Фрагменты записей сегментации
------------------------------------------------
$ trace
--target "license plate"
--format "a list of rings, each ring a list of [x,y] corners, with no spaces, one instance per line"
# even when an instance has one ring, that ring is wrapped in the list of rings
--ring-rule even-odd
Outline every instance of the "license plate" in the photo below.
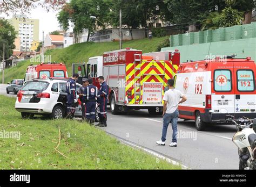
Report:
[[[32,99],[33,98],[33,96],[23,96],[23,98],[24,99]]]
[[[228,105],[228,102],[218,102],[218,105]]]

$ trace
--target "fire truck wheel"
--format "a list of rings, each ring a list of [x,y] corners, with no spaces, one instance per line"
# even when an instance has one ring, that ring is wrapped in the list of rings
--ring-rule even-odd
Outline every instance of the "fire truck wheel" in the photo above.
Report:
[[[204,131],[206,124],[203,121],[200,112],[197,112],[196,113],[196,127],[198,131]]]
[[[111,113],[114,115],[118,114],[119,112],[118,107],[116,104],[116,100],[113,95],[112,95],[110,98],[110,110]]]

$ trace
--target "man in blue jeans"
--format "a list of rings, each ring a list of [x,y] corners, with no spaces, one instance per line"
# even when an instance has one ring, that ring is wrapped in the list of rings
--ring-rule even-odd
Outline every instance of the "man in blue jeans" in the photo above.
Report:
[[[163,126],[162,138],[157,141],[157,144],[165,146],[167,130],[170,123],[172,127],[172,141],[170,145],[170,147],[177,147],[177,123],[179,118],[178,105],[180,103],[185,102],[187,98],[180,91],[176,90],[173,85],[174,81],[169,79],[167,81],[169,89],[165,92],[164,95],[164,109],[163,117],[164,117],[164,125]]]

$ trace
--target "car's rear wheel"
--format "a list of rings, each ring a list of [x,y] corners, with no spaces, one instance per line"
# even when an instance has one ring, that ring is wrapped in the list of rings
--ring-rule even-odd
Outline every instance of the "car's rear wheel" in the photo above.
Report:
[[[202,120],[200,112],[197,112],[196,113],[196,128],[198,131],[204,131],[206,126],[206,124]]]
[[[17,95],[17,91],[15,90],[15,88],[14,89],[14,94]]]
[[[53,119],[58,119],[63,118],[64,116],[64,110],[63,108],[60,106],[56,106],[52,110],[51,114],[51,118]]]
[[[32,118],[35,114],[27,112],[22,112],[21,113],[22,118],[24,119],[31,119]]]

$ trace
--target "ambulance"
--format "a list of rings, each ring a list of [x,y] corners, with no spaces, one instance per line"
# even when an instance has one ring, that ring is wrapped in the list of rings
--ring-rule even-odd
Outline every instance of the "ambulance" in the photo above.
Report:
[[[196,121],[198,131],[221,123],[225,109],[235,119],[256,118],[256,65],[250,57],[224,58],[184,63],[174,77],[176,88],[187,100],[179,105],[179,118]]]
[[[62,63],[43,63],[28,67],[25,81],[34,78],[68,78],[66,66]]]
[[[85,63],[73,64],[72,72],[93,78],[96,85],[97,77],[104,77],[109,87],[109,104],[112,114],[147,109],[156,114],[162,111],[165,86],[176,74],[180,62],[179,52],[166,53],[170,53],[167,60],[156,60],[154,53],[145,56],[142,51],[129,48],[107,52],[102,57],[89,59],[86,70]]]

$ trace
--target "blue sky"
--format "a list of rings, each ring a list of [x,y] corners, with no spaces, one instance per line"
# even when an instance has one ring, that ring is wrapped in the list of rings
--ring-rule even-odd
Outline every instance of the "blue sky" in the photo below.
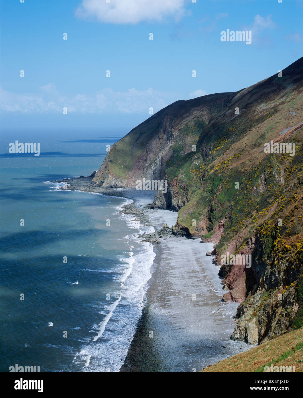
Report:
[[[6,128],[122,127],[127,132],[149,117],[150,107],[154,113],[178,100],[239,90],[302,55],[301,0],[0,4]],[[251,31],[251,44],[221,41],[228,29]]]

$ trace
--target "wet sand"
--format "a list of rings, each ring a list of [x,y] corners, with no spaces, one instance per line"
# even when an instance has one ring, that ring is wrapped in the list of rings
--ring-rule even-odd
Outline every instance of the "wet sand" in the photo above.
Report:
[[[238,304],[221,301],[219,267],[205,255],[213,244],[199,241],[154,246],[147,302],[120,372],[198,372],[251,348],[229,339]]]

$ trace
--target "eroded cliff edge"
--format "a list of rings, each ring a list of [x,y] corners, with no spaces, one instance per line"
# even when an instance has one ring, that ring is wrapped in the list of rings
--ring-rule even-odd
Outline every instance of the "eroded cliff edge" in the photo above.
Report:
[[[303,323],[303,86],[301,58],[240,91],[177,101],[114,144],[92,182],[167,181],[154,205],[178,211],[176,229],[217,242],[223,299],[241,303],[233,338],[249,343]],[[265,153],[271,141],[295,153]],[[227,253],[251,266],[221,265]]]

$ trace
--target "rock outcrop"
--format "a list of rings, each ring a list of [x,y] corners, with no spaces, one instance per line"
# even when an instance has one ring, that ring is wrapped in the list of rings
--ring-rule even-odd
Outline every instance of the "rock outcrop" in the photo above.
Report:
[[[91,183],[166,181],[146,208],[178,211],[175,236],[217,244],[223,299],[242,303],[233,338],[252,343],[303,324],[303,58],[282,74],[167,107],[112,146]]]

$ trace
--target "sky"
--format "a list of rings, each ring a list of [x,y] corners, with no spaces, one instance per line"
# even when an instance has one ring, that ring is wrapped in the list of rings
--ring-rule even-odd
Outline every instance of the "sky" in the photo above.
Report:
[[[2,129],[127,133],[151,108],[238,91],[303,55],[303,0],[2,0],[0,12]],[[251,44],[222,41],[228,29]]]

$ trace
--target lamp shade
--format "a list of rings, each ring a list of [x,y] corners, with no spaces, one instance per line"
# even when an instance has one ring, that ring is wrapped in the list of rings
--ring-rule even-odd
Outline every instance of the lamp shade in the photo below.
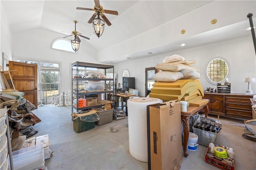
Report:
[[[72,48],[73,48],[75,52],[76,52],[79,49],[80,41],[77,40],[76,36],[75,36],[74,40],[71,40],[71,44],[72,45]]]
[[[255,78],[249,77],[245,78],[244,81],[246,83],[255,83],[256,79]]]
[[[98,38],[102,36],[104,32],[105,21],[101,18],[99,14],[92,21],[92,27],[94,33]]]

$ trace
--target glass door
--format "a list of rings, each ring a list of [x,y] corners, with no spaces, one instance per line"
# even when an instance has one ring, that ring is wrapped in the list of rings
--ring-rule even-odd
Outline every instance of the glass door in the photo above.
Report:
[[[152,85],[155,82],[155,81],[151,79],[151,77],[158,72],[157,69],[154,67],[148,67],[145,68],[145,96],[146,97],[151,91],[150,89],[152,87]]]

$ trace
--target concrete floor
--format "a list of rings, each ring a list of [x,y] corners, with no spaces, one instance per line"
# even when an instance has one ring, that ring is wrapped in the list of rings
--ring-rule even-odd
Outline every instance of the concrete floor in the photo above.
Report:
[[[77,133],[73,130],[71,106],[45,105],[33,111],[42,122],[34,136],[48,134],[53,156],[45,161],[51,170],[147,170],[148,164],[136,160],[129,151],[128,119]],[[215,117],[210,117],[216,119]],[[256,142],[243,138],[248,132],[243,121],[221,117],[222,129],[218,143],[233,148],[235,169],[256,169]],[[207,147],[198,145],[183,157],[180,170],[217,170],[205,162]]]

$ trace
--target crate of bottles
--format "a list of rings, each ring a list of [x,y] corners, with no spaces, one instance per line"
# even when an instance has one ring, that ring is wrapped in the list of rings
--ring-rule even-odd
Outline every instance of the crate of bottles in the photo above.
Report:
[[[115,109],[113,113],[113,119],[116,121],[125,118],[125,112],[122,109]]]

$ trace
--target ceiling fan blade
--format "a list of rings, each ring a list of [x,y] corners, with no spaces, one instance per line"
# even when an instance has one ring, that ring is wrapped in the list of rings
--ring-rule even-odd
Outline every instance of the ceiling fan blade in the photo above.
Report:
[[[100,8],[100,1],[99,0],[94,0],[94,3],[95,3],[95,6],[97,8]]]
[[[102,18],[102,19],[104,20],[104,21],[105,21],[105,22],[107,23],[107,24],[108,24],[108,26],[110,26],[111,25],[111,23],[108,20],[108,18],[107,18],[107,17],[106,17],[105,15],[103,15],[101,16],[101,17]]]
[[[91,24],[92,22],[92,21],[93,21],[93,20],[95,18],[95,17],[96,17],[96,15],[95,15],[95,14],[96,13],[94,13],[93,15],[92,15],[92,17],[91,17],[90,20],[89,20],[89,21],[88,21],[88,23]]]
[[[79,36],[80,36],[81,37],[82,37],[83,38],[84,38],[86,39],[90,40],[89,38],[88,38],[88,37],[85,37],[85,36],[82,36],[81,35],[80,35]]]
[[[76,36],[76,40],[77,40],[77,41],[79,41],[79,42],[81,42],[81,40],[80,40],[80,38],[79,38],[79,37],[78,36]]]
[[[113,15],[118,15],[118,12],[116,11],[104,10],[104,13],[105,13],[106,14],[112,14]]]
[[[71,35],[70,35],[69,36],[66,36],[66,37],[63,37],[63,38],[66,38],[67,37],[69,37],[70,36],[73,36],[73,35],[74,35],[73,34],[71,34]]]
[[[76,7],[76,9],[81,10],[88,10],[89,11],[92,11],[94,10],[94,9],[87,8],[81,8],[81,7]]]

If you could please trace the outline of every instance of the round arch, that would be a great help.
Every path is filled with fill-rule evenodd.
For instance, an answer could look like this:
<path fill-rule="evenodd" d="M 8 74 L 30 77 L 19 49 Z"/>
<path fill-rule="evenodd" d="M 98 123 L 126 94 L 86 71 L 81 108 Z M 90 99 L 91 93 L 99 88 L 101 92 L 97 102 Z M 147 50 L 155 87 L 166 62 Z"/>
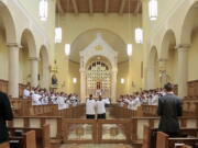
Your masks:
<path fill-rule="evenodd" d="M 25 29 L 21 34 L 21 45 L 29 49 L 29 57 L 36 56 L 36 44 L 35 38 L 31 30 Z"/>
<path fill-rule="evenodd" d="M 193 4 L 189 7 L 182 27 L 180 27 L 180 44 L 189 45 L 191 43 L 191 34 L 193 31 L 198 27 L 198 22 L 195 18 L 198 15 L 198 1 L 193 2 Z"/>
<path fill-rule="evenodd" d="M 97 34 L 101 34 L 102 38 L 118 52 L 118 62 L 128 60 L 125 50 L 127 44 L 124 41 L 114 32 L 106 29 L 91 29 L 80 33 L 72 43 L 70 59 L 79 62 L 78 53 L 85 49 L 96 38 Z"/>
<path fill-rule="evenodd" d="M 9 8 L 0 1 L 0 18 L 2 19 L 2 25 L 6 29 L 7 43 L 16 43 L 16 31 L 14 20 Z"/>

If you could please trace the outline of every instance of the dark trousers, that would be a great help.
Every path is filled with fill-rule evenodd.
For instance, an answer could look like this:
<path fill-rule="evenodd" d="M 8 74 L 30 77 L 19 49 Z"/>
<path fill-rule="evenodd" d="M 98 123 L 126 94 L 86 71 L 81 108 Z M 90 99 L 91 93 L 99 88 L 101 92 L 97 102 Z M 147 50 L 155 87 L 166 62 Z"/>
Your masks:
------------------------------------------------
УСЛОВИЕ ЗАДАНИЯ: Перепишите, пожалуйста, дословно строки записей: начните со строки, в которой есть «trousers, that would be a great help.», и остановитесь после последней строки записей.

РЕЗУЛЬТАТ УПРАЖНЕНИЯ:
If you could please trace the outline of every instance of the dark trousers, that would be a great help.
Every path is filled with fill-rule evenodd.
For instance, an answer could look like this:
<path fill-rule="evenodd" d="M 8 74 L 30 77 L 19 49 Z"/>
<path fill-rule="evenodd" d="M 98 123 L 126 94 L 86 71 L 81 108 Z M 90 99 L 91 93 L 99 88 L 101 92 L 97 102 Z M 147 50 L 155 87 L 166 62 Z"/>
Your masks:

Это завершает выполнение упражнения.